**WHAT TO WORK ON**: Within the entries below, how many lines carry the word "football"? State the number and stop.

[Items from a data source]
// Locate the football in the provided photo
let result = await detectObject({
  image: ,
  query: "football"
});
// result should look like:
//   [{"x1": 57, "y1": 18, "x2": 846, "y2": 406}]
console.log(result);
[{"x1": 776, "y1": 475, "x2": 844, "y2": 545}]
--
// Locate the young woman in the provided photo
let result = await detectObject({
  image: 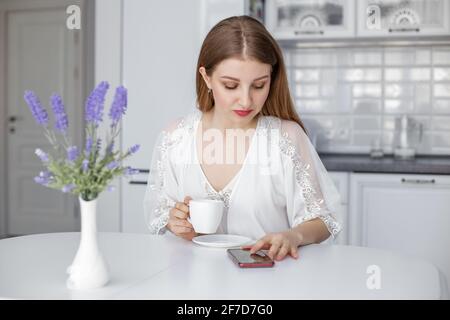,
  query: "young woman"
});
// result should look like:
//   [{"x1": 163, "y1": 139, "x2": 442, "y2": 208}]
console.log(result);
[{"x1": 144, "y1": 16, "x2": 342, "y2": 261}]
...
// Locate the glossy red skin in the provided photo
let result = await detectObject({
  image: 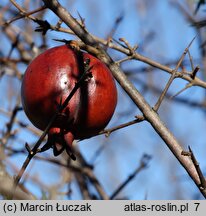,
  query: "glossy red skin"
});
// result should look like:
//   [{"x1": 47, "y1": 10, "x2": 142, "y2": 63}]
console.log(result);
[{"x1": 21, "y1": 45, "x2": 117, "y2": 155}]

**SOLUTION TO THE EXERCISE**: 2